** START OF Data extract **
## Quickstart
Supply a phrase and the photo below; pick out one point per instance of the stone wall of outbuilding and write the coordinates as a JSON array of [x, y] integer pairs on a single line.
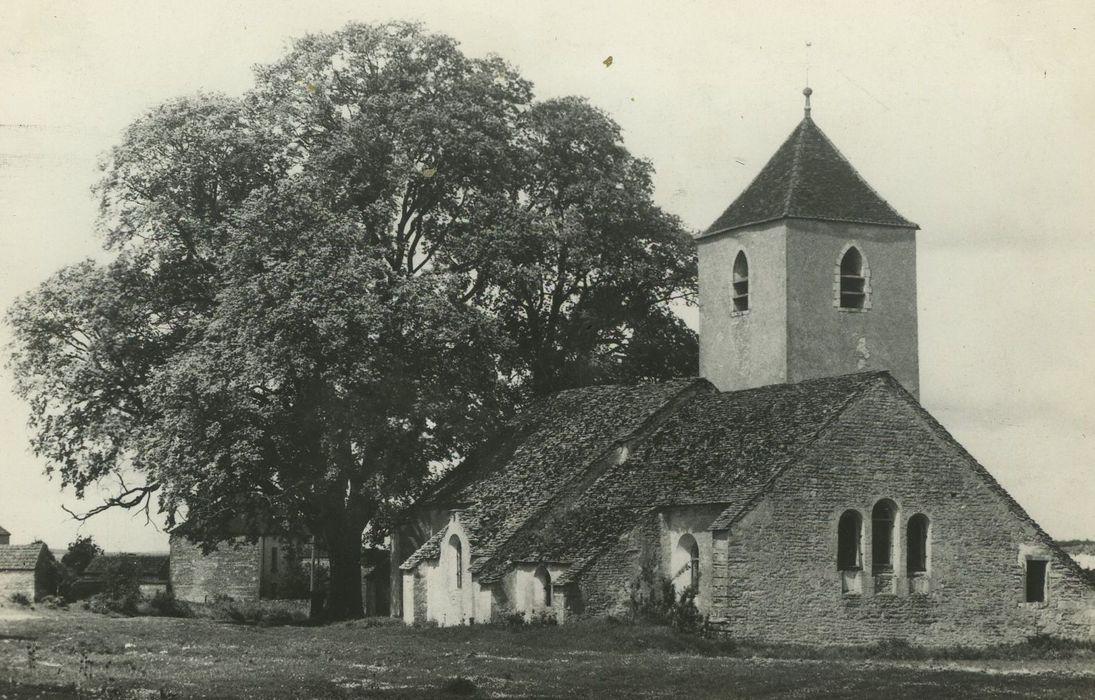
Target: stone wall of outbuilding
[[232, 570]]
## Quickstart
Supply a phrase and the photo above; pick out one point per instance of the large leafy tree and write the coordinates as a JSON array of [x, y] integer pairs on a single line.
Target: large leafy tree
[[319, 290]]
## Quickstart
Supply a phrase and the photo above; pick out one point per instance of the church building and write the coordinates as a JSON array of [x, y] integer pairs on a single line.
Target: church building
[[797, 485]]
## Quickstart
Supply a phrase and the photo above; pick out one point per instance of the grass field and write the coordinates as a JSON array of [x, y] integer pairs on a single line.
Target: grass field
[[70, 654]]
** END OF Data extract **
Stated exercise ->
Rewrite the listing from its start through the line containing "[[797, 485]]", keeping the requests, and multiply every coordinate in the answers by 1.7, rounding to whole numbers with halves rounded up. Omit the pictures.

Solution ->
## Quickstart
Supply a phrase and the photo below; pick out one point per instance of the stone wall of outbuilding and write the coordinates as a JSON array of [x, y] integer pairs on a single line.
Target: stone wall of outbuilding
[[394, 969]]
## Quickstart
Supply a phrase and the photo above; pick out one point per instance of the large leafy tree and write the coordinates as a JSON array of [x, y] integer pairs on a single line.
Target: large leafy tree
[[542, 493]]
## Quickstart
Supply a phrase and the photo above; pick out one point per instance of the church building and write the coordinates as a JSON array of [x, y] integer pairs on a single line.
Target: church building
[[1355, 825]]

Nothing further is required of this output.